**Stored data**
- Opening Delimiter -

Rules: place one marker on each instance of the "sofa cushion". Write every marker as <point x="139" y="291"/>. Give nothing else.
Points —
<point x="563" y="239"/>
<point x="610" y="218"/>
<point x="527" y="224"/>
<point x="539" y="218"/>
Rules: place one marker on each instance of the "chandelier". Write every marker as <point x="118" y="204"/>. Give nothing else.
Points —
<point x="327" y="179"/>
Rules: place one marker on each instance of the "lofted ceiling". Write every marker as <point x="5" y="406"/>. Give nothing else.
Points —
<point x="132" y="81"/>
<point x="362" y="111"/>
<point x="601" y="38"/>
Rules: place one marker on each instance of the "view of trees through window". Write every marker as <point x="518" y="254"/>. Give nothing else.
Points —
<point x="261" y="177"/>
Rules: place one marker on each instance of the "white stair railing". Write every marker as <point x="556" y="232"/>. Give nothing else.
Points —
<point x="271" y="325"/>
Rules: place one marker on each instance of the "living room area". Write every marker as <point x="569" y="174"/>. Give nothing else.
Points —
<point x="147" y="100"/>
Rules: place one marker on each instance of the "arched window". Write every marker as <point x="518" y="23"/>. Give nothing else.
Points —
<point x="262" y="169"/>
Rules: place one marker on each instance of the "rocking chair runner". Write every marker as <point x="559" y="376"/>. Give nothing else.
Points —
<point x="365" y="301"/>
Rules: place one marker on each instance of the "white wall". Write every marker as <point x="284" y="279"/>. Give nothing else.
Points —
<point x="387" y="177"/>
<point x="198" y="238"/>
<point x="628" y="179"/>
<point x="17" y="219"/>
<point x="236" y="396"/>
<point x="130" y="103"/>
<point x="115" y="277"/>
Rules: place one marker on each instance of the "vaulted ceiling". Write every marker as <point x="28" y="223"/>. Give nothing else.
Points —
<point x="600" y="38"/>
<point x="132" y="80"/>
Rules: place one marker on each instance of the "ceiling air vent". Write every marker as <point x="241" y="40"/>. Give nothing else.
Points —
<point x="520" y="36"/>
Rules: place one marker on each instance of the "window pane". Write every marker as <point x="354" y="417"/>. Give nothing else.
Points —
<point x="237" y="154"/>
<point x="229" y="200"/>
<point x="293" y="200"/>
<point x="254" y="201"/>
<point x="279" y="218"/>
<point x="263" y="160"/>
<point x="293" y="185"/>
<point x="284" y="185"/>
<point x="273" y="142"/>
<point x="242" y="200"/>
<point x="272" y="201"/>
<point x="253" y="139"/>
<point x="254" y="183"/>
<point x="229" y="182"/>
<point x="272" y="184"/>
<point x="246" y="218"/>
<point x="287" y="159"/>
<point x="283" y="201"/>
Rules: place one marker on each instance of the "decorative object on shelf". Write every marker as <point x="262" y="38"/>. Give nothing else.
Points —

- Closing Delimiter -
- Opening Delimiter -

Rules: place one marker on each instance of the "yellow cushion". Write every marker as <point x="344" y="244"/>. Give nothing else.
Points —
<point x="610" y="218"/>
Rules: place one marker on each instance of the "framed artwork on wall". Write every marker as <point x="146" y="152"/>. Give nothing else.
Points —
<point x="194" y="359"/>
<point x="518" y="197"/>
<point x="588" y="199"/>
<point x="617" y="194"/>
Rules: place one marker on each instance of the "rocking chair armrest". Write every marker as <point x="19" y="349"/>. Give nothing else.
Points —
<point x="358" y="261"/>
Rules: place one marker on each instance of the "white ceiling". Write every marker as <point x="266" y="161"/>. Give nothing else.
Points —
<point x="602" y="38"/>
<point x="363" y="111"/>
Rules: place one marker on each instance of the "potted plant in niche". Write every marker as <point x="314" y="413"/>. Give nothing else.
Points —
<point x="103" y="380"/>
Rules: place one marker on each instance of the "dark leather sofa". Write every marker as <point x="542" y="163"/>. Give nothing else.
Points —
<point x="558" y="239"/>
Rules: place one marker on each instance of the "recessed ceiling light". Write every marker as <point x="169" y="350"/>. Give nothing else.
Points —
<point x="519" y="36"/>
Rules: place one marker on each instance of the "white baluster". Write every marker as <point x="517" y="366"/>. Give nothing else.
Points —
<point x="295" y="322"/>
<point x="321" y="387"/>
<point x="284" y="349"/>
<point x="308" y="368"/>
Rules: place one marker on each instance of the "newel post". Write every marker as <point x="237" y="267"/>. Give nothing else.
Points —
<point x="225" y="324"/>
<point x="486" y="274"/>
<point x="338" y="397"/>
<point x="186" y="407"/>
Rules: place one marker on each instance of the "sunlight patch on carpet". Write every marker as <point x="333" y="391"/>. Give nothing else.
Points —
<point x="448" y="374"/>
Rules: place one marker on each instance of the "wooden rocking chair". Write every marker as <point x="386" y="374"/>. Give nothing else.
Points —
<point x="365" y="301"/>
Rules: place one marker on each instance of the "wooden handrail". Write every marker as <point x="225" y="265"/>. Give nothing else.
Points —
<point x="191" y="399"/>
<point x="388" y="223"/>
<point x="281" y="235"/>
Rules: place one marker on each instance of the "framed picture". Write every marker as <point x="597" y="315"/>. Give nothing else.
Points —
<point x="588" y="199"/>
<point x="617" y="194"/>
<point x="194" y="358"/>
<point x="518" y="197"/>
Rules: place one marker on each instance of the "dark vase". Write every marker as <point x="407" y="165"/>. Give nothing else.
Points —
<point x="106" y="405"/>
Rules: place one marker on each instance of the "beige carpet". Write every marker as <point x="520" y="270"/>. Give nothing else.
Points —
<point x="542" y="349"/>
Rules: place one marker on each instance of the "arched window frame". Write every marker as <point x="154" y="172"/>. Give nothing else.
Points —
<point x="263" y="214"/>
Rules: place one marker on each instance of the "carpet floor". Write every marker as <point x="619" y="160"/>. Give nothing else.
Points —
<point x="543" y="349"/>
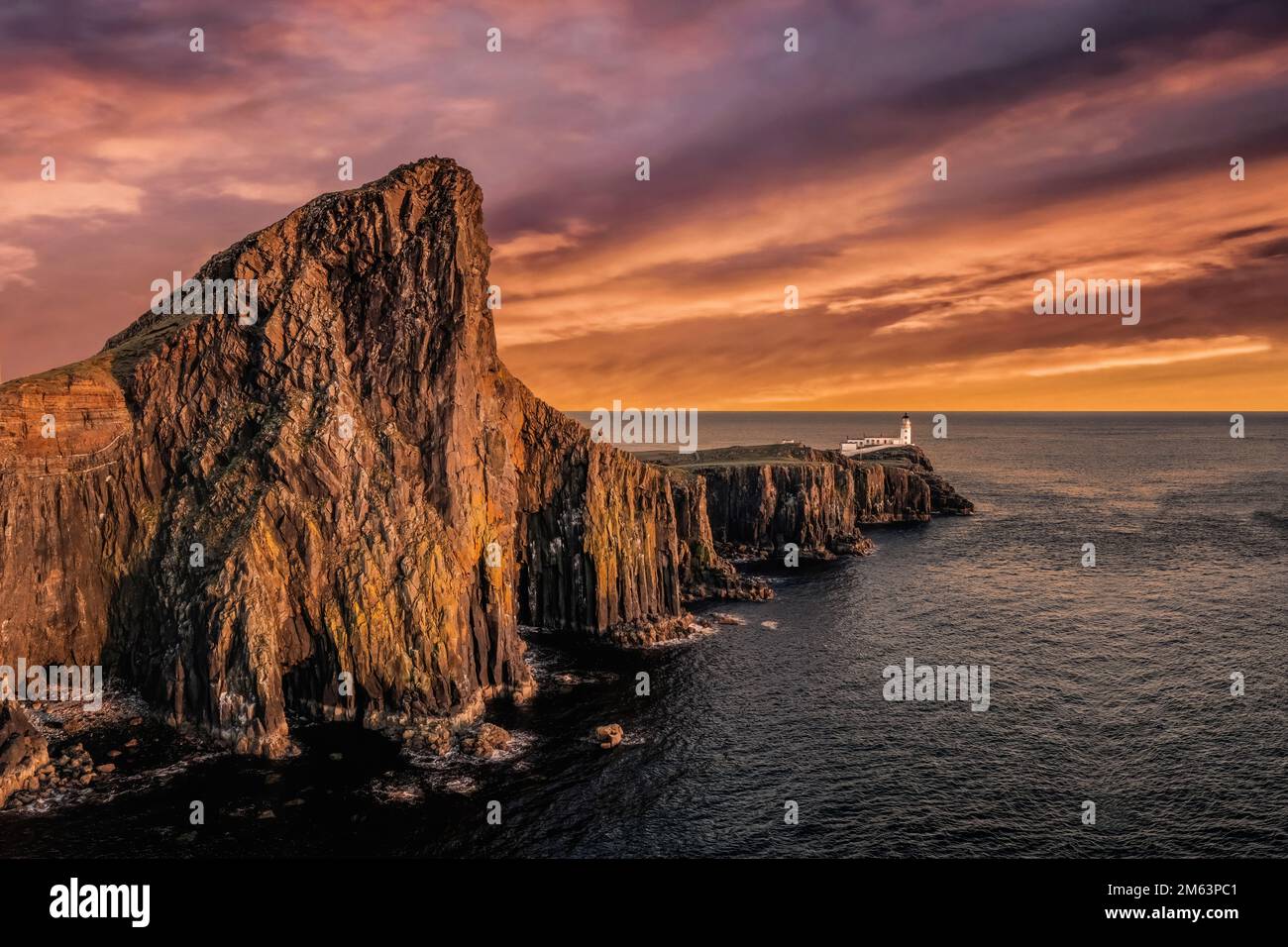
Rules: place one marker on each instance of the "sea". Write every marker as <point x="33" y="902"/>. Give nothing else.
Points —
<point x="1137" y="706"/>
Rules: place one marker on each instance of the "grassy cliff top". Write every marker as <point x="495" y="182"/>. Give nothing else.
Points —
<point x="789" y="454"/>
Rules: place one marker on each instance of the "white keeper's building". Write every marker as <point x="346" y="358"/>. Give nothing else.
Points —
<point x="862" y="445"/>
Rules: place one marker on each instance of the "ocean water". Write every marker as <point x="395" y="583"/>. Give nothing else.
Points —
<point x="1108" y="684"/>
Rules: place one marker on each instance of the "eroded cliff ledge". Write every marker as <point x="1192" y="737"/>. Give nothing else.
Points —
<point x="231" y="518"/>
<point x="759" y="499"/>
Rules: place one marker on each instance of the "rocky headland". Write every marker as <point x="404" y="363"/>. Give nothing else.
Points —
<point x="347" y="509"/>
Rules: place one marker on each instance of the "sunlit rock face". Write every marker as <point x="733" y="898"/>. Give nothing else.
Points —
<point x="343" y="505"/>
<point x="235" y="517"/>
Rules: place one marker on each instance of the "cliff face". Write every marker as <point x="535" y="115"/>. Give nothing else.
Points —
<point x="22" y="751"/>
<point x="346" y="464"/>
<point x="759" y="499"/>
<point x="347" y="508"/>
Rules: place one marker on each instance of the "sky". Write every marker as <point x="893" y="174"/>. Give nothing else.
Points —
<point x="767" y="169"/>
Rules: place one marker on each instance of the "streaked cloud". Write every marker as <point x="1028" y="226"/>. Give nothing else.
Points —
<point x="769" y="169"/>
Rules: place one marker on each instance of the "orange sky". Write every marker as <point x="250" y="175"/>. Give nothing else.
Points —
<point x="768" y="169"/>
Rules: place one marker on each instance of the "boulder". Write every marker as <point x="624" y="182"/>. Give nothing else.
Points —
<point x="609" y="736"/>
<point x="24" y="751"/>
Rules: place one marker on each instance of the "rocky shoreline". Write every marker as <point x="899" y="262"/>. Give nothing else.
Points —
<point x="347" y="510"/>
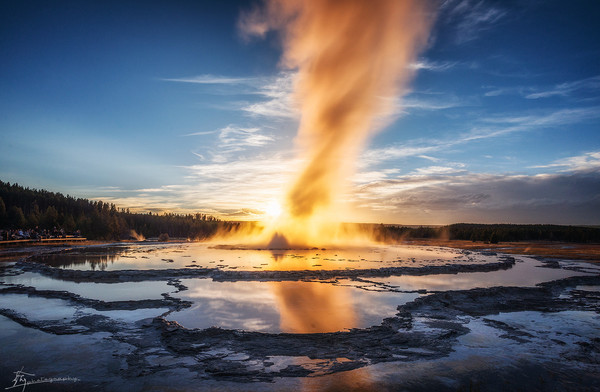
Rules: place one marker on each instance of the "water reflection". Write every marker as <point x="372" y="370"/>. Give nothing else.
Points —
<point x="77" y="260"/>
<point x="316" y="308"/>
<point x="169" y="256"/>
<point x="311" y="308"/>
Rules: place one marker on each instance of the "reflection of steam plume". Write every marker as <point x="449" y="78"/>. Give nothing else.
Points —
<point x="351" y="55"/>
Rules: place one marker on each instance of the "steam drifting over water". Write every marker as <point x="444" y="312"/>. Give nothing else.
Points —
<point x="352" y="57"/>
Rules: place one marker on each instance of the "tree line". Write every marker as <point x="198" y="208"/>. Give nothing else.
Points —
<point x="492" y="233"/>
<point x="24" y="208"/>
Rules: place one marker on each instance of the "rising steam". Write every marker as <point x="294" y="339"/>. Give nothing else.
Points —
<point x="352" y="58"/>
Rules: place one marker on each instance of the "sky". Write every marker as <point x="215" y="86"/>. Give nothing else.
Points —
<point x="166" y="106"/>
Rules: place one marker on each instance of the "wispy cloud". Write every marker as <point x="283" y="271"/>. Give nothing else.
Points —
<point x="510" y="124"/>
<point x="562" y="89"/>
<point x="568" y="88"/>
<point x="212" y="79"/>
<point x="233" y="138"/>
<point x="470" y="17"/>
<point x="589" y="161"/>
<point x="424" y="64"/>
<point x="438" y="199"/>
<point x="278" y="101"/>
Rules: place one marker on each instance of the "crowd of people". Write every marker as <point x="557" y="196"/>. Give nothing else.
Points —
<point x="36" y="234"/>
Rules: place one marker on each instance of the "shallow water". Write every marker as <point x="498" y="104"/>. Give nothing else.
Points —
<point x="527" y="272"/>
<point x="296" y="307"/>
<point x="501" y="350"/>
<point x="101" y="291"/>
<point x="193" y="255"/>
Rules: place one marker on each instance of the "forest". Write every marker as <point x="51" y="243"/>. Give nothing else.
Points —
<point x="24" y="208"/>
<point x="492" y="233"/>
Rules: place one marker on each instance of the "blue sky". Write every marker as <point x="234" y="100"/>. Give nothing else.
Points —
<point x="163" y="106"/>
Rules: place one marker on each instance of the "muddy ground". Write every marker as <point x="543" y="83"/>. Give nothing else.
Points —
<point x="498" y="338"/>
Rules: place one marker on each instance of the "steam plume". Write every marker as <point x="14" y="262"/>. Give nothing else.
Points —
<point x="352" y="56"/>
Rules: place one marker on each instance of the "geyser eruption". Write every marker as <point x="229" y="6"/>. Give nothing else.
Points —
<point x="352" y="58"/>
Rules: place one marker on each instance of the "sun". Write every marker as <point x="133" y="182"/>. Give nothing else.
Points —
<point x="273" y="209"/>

- Closing Delimiter -
- Opening Delimiter -

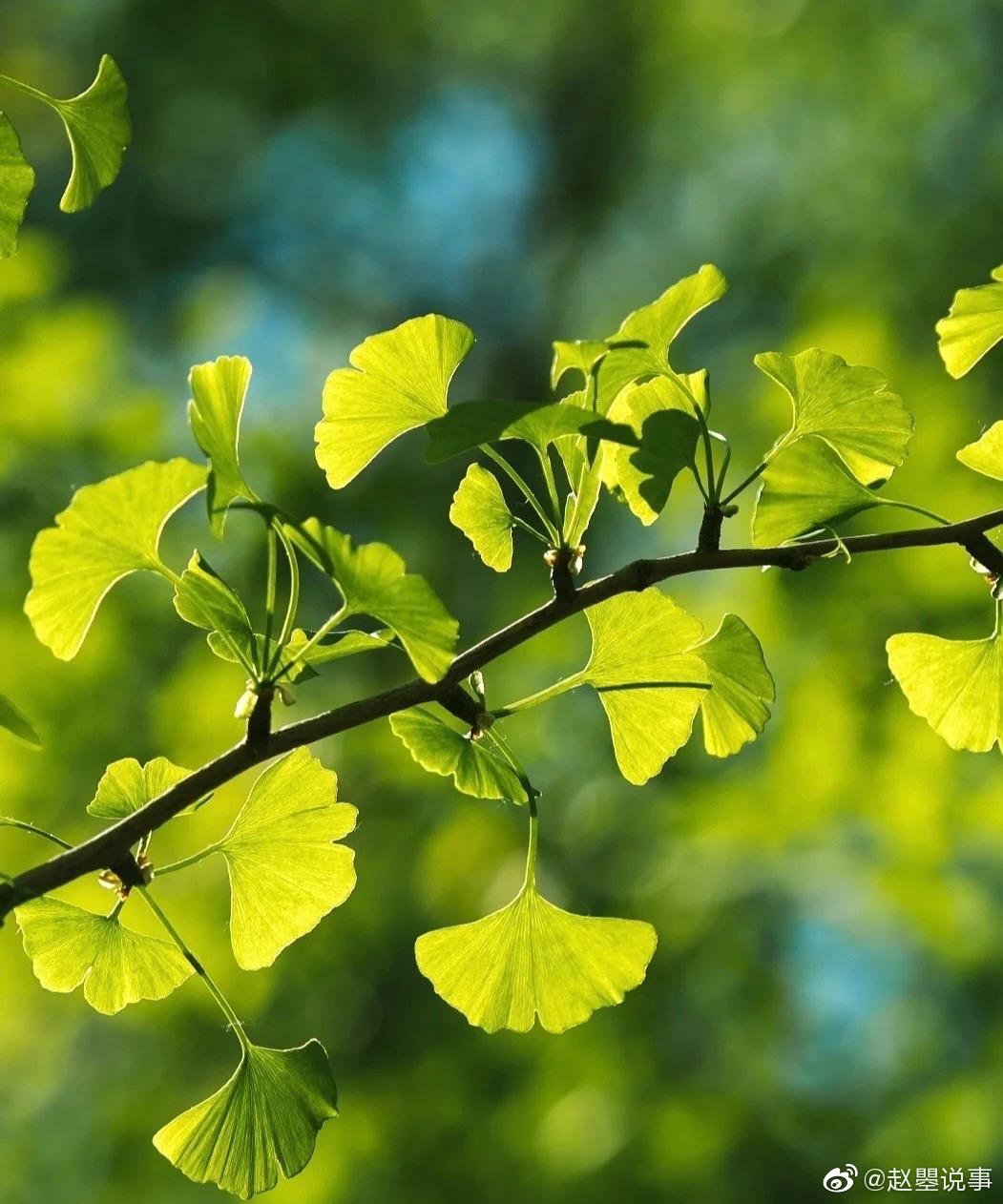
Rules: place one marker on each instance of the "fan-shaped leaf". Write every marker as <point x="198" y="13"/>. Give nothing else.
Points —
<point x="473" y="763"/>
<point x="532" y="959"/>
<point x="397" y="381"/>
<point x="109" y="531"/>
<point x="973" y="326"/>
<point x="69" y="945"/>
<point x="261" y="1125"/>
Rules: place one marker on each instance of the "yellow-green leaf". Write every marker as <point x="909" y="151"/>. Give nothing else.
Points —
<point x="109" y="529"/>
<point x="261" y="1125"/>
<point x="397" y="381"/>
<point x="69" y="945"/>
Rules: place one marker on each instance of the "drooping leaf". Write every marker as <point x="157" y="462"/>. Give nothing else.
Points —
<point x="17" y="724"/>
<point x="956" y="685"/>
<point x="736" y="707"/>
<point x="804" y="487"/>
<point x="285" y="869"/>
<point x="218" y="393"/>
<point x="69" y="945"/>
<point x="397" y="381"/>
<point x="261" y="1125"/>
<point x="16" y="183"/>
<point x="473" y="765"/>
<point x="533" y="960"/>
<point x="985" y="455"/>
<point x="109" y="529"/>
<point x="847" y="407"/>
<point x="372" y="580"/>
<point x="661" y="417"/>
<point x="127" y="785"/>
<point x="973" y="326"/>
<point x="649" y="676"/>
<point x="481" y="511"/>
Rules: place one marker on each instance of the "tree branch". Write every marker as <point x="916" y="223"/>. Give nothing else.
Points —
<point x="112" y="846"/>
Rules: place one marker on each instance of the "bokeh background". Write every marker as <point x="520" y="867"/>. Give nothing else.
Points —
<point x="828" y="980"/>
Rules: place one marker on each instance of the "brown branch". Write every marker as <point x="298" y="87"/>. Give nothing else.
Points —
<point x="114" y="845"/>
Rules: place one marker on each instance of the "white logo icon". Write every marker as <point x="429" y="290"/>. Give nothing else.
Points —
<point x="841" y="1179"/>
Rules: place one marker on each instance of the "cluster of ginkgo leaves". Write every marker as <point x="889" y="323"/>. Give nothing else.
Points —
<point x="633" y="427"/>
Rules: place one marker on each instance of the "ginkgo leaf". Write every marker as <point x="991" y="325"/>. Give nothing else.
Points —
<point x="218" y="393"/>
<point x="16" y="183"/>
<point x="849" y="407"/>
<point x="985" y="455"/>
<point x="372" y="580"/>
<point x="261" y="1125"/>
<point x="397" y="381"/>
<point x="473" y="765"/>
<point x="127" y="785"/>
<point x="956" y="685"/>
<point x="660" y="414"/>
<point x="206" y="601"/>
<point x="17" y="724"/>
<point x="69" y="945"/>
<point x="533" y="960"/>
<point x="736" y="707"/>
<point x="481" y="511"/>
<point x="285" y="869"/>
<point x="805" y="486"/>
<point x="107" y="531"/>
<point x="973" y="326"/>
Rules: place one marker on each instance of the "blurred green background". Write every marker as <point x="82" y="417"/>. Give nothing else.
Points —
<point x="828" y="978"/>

- Closing Delimiter -

**Task objective**
Where does "chair" appear in the listing? Show every line that has it.

**Output**
Rules: place one marker on each instance of the "rocking chair runner". Write every marker as <point x="559" y="376"/>. Give nothing else.
Rules: place one marker on each instance of the "rocking chair armrest". Write every marker as <point x="19" y="349"/>. Give nothing else.
Rules: place one marker on each instance of the "wooden rocking chair". Write every marker as <point x="386" y="374"/>. Give nothing else.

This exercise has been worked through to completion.